Reproduce the rows below, starting at the line that contains "Find every instance of the truck" and ending at the end of the rows, requests included. Multiply every coordinate value in the answers by 0.55 and round each result to a whole number, with halves rounded up.

[START Task inputs]

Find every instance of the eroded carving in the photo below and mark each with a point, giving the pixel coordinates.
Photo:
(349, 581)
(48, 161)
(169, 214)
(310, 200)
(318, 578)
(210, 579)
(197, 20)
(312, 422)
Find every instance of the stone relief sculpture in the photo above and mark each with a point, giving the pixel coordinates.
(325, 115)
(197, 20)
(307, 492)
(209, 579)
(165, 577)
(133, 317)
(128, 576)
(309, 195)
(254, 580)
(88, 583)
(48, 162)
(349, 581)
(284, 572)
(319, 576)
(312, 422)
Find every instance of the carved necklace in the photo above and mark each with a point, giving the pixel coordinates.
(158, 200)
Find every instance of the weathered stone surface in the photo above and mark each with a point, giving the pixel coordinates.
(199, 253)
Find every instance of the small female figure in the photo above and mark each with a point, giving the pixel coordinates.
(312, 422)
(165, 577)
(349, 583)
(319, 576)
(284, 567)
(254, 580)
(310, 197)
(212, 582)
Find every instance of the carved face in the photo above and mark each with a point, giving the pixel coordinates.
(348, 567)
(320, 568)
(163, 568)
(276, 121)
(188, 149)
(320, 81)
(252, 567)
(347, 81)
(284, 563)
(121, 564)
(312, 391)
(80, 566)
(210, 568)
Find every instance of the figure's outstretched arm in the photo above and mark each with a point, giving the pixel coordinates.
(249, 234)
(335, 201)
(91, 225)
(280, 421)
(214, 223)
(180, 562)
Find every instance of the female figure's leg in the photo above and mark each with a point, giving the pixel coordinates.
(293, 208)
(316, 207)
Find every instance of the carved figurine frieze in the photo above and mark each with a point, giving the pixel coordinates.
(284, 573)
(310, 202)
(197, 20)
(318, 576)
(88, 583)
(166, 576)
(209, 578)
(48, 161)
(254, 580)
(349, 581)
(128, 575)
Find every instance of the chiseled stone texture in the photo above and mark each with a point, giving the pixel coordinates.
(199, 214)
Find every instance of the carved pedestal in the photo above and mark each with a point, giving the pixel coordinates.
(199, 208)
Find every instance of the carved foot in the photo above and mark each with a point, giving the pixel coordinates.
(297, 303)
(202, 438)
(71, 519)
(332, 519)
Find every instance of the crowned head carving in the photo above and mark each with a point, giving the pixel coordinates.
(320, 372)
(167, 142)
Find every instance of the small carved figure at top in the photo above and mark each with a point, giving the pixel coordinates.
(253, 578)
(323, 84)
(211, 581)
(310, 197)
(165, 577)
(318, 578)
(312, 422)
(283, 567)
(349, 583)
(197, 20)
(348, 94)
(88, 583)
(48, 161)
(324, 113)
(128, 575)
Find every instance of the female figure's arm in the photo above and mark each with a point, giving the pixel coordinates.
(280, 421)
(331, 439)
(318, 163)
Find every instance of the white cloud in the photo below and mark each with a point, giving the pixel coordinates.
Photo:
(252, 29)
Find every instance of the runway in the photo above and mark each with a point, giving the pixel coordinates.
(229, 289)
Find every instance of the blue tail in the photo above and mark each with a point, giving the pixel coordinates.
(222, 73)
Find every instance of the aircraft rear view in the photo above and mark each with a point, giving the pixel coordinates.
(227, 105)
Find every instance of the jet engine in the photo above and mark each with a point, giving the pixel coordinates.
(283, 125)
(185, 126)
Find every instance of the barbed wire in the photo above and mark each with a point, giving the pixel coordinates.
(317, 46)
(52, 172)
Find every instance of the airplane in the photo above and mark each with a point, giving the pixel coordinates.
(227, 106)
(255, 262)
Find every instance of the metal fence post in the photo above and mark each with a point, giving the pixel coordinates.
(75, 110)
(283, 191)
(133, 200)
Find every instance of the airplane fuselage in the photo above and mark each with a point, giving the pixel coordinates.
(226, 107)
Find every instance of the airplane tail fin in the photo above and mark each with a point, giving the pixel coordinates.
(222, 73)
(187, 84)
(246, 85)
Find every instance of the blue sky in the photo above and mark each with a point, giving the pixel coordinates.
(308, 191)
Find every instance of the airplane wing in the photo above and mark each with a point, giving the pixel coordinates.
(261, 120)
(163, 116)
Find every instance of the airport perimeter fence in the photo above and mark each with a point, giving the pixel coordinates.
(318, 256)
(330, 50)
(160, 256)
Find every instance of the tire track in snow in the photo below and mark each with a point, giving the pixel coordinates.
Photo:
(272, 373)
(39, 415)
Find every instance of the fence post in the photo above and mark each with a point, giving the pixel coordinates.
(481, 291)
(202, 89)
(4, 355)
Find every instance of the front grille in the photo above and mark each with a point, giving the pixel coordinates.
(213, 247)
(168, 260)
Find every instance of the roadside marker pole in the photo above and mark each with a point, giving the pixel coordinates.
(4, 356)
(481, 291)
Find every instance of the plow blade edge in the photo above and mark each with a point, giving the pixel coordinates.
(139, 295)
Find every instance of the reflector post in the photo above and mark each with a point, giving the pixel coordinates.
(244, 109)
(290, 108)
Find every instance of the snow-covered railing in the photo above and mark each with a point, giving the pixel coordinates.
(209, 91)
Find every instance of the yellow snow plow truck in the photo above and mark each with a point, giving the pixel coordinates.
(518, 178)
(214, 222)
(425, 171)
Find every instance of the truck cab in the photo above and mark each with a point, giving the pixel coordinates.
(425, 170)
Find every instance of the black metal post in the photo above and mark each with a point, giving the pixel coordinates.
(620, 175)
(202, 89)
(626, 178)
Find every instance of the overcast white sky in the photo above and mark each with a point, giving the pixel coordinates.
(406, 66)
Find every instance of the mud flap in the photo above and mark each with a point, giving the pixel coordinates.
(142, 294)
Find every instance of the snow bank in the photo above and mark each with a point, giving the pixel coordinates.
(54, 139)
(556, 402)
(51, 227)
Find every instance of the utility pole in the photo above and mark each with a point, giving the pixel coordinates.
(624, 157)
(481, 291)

[END Task inputs]

> _Solution for this problem_
Find every instance of the truck cab in the photo above and mark each with a point, giving the pixel coordinates.
(234, 94)
Find every instance of the black metal post in the photo above and mark each with a point, giving the pixel coordinates.
(341, 96)
(111, 49)
(344, 98)
Find every instance of the overcast white sky in the photo above and mark each with a point, giving the pixel coordinates.
(223, 36)
Find every instance of the mud flap in the photo above and mark each with a point, giving the pixel coordinates.
(78, 162)
Find every instance of the snow bank in the photo above and mark each with a point, giving the pixel coordinates.
(30, 76)
(306, 221)
(28, 125)
Find every instance of the utility pole in the photo above and mark each with a point, giving the pixel coordinates.
(343, 86)
(265, 160)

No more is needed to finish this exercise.